Then, according to (20), (21) and (22), the iterative rules of U, V1 and V2 can be obtained as shown in (23), (24) and (25).

\(u^{(x, y), t+1} \leftarrow u^{(x, y), x}\left(\frac{\sum_{i=1}^{2} F_{i}\left(V_{i}^{t}\right)^{\mathrm{T}}}{\sum_{i=1}^{2} U^{t} V_{i}^{t}\left(V_{i}^{t}\right)^{\mathrm{T}}}\right)^{(x, y)}\)       (23)

\(v_{1}^{(x, y), t+1} \leftarrow v_{1}^{(x, y), t}\left(\frac{2 \alpha \boldsymbol{Z} \boldsymbol{V}_{2}^{t}+\beta \boldsymbol{V}_{2}^{t}}{\left(\boldsymbol{U}^{t}\right)^{\mathrm{T}} \boldsymbol{F}_{1}+\left(\boldsymbol{U}^{t}\right)^{\mathrm{T}} \boldsymbol{U}^{t} \boldsymbol{V}_{1}^{t}+2 \alpha\left(\boldsymbol{V}_{1}^{t}\right)^{\mathrm{T}} \boldsymbol{Z} \boldsymbol{V}_{2}^{t}\left(\boldsymbol{V}_{2}^{t}\right)^{\mathrm{T}} \boldsymbol{Z}+\beta \boldsymbol{Z} \boldsymbol{V}_{2}^{t}}\right)^{(x, y)}\)       (24)

- _Task_:
In one to three sentences, explain what the page extract says the iterative update rules for U, V1 and V2 are derived from.

- _Record list_:
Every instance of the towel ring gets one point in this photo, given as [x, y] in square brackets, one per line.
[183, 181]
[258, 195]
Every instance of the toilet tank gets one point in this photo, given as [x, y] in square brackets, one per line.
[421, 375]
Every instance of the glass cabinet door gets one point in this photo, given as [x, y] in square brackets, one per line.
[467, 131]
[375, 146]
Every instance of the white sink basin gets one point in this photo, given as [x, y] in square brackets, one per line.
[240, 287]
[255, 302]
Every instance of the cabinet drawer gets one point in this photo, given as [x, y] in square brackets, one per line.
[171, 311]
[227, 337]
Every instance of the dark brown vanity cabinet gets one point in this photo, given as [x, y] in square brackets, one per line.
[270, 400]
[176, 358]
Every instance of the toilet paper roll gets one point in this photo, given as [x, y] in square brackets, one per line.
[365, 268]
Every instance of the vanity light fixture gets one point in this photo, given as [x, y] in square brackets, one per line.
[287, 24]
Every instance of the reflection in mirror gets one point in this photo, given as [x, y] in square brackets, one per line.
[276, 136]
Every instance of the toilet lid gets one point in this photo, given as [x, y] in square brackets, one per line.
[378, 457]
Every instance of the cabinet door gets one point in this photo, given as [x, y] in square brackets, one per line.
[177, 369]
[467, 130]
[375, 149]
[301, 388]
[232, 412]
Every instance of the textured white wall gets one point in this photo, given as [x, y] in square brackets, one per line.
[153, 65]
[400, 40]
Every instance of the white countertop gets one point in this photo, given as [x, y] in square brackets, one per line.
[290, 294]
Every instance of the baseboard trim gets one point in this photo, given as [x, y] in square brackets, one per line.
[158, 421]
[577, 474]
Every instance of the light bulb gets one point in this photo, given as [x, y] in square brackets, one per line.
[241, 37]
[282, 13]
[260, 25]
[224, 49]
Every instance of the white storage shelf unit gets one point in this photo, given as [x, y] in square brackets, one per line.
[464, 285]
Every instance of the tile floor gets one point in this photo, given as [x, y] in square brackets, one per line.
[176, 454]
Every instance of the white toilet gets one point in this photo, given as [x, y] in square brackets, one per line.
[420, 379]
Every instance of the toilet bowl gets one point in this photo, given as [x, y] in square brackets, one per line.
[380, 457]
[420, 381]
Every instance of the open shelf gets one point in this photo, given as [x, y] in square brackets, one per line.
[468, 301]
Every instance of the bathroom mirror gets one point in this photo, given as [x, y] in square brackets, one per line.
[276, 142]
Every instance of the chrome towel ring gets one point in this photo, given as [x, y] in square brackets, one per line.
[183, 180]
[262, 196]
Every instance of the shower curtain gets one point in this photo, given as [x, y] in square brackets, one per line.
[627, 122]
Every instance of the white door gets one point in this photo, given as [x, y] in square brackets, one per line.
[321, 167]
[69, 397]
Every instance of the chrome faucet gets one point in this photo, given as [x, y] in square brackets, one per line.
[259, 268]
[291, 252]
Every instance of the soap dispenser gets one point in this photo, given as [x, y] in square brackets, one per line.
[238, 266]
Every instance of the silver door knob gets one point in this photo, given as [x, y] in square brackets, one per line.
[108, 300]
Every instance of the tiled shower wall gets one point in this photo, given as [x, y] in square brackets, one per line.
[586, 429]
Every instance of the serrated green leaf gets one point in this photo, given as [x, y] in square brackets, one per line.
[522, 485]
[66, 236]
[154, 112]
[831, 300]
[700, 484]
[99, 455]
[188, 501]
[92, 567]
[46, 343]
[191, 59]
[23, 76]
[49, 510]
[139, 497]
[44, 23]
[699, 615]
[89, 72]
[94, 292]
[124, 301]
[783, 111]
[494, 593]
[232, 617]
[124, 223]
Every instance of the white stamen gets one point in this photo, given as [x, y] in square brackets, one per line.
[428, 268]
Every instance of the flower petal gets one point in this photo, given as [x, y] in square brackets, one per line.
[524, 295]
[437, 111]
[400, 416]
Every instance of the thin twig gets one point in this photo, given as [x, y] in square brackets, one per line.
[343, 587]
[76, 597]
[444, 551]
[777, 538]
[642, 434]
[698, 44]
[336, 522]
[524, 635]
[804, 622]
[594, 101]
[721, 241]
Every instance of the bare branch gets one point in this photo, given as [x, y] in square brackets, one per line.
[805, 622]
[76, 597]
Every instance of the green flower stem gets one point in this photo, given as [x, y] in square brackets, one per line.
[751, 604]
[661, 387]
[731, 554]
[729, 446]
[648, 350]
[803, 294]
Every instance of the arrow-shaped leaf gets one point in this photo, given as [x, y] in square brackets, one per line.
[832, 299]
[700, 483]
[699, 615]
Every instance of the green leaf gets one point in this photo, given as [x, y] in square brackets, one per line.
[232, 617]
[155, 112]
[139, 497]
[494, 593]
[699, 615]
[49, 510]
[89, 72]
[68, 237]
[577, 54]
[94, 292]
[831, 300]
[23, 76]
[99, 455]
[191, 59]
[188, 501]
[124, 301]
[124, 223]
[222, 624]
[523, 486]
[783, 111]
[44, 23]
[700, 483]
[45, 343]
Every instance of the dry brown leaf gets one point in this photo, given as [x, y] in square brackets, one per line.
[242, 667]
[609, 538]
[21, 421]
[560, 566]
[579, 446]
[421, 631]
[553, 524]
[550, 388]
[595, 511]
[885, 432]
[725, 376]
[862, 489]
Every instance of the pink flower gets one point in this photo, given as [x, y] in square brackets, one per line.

- _Response to this exercise_:
The iterative rules for U, V1 and V2 are obtained from equations (20), (21) and (22). The resulting rules are given as (23), (24) and (25).